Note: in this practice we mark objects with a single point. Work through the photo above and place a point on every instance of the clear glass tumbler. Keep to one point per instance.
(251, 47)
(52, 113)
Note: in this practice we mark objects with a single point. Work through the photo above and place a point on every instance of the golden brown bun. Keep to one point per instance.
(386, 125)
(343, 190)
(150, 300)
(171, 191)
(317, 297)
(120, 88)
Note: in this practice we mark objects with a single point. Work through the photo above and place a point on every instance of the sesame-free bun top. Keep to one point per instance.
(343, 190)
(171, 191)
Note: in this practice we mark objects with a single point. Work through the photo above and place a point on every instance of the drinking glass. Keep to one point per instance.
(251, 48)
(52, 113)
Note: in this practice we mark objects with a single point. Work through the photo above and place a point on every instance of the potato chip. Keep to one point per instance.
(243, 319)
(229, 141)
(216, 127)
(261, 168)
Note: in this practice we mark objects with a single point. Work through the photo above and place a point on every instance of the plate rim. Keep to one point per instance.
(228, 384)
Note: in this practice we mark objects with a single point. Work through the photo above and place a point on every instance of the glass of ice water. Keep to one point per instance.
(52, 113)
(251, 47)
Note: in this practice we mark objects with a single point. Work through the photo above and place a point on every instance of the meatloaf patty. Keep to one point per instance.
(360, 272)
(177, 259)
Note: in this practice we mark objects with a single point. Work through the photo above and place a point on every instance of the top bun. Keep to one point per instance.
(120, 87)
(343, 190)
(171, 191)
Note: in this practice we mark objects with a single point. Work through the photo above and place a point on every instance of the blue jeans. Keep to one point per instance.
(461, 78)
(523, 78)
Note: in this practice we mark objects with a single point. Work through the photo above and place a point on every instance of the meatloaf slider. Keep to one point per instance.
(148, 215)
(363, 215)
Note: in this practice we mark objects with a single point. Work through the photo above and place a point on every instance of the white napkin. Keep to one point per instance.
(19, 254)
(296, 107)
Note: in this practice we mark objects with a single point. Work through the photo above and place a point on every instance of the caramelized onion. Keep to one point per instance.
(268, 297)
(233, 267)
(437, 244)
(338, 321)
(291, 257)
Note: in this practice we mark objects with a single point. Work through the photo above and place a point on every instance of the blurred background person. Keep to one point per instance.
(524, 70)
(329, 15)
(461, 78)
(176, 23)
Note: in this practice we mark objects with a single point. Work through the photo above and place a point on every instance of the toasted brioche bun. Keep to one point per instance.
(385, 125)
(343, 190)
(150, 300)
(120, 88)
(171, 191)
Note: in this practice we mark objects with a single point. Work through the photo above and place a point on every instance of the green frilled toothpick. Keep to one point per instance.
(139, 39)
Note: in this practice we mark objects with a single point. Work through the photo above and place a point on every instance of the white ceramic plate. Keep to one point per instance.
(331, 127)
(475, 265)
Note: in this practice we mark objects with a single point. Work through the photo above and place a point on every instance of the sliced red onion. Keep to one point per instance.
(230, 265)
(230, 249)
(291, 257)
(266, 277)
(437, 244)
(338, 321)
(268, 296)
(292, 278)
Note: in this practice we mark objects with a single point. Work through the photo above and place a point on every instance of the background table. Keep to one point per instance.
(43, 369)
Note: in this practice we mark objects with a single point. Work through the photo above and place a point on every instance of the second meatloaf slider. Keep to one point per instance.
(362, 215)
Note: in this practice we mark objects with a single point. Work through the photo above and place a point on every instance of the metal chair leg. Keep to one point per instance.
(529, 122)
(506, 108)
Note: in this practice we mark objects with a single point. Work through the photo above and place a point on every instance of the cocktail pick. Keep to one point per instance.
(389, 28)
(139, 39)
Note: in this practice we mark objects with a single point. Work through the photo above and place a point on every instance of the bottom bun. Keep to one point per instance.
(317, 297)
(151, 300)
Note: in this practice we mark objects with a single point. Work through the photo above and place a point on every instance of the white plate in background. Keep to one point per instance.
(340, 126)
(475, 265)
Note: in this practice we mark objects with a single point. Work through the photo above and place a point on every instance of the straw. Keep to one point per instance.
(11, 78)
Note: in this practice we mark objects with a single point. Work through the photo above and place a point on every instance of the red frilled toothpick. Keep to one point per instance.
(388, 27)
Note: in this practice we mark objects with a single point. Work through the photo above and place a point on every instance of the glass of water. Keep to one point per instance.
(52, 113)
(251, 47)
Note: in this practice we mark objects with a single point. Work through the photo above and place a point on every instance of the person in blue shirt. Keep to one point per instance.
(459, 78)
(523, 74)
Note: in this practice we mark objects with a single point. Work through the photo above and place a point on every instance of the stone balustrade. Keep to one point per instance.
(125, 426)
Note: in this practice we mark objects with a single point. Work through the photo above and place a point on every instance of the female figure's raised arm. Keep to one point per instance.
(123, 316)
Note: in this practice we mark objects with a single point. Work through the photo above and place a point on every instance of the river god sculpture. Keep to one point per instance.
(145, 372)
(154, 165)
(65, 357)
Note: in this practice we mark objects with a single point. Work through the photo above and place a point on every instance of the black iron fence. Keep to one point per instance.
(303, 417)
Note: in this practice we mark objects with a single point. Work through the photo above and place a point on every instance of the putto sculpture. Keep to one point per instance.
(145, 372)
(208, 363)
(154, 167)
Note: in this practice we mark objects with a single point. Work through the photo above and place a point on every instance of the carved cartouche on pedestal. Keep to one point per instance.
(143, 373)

Task description:
Using the data above, return each line exactly as written.

Task response:
Note: in this practice we mark objects with a single point. Work through the photo above and place a point on every instance of the clear glass tumbler. Keep to one point per instance.
(251, 47)
(52, 113)
Note: in this practice we mark objects with a single point. Work through the photo above and place a point on every instance of the golden brown bun. Keep to one point per instance.
(386, 125)
(343, 190)
(150, 300)
(171, 191)
(317, 297)
(120, 88)
Note: in this practice we mark objects with a single point. Work through the photo above and place a point on every instance of the sesame-free bun top. Keep to one point per instance.
(343, 190)
(171, 191)
Note: in this practice we mark objects with a single point. Work through the photo above and place a point on every instance of the drinking glass. Keep to one point per instance.
(251, 48)
(52, 113)
Note: in this practice we mark objects with a single point. Work through the photo above and place a point on every instance of the potato chip. Keep to one point per instance.
(243, 319)
(229, 141)
(216, 127)
(261, 168)
Note: in this practice we mark objects with a single point. Work through the photo above and place a point on every instance of the plate rim. Keep to one point per instance.
(228, 384)
Note: in this practice we mark objects with a single point. Work through the photo above and place a point on every instance of the glass of ice water. Keep to one point per instance.
(52, 113)
(251, 47)
Note: in this practice we mark objects with a single point. Work through the photo above and place a point on every instance of the meatloaf patty. Keep to one point per instance.
(360, 272)
(177, 259)
Note: in this practice we mark objects with a single point. Work through the photo above and place a point on every instance of the top bun. Keep to one point per instance.
(120, 87)
(343, 190)
(171, 191)
Note: in this practice we mark objects with a single point. Work through the photo above and place a point on every instance of the blue jeans. Keep to one point per instance.
(461, 78)
(523, 78)
Note: in this practice we mark objects with a single point. Work through the photo above and place a point on every instance of the meatloaf slider. Keep to one point per instance.
(148, 215)
(363, 215)
Note: in this practice we mark objects with a single point. Work through the photo above and place a point on every instance of the white napkin. Keep to one point per instance.
(19, 254)
(296, 107)
Note: in this practice we mark objects with a single point. Work through the photo above and place a point on every instance of the caramelized onion. Keep to one point per instance.
(268, 297)
(233, 267)
(437, 244)
(338, 321)
(291, 257)
Note: in this practice we mark objects with a single point. Work through the photo above and place a point on every instance of the blurred background person. Keep to one point per instance.
(524, 70)
(329, 15)
(461, 78)
(176, 23)
Note: in this practice we mark objects with a single point. Work through the photo above and place a point on every instance of the toasted brioche bun. Keep to one point per instance.
(385, 125)
(343, 190)
(150, 300)
(120, 88)
(171, 191)
Note: in this practice we mark objects with a single point. Work through the photo above and place a point on every instance of the green frilled toothpick. Keep to one point per instance.
(139, 39)
Note: in this practice we mark objects with a single point. Work through the photo above and place a point on every instance of the white ceramic plate. Keep to one point per instance.
(331, 127)
(475, 265)
Note: in this practice we mark objects with a single point. Work through the photo above and place a point on every instance of the sliced red onion. Keep to one point per instance.
(230, 265)
(230, 249)
(291, 257)
(266, 277)
(437, 244)
(338, 321)
(268, 296)
(292, 278)
Note: in this practice we mark objects with a single point. Work through the photo above and place a point on every instance of the background table. Keep to one point per instance.
(43, 369)
Note: in this practice we mark objects with a single point. Work through the photo above and place a point on every instance of the second meatloaf slider. Keep to one point per instance.
(362, 215)
Note: in this practice we mark objects with a single point. Work through the photo above and place a point on every instance of the metal chair leg. Keep to one point per instance.
(529, 122)
(506, 108)
Note: in this practice we mark objects with a single point. Work through the photo above and place a point on every instance of the cocktail pick. Keep to one point per instance.
(389, 28)
(139, 39)
Note: in this practice we mark objects with a single point. Work through the photo above and place a point on every instance of the bottom bun. Keep to one point per instance.
(317, 297)
(151, 300)
Note: in this practice we mark objects with a single point. Work through the photo above and place a point on every instance of the white plate in background. Keep to one point per instance.
(340, 126)
(475, 265)
Note: in this practice we mark objects with a single point. Work through the photo above and place a point on every instance of the straw. Keep to one point per instance.
(11, 78)
Note: in this practice we mark objects with a single point. Work through the photo above and place a point on every instance of the red frilled toothpick. Keep to one point per instance.
(388, 27)
Note: in this practice we mark objects with a single point. Work through the photo above and place a point on every instance of the glass of water. Keep to one point per instance.
(52, 113)
(251, 47)
Note: in this practice we mark objects with a single point. Work through the photo above and place a point on every instance of the person in blue shirt. Keep to one point per instance.
(459, 78)
(523, 74)
Note: in this practice we mark objects with a single point. Work through the photo above and place a point on every instance of the stone balustrade. Keep to one point per instance.
(125, 426)
Note: in this practice we mark objects with a single point. Work through the photo above and place a point on every instance of the female figure's raised arm. Keep to one point per instance.
(123, 316)
Note: in this practice we mark objects with a single point. Work through the photo above and place a point on every instance of the river god sculpture. Keep to one point per instance.
(145, 372)
(154, 165)
(65, 357)
Note: in this practice we mark objects with a single point. Work through the photo above and place a point on every instance of the black iron fence. Keep to one point per instance.
(303, 417)
Note: in this practice we mark objects with a single point. Work through the photo above and place a point on every instance of the putto sculpture. Keep to one point per instance.
(145, 372)
(208, 363)
(154, 167)
Note: in this practice we mark objects with a single point. Work through the photo above and place a point on every instance of the carved cartouche on pedestal. Keep to one point per instance.
(143, 373)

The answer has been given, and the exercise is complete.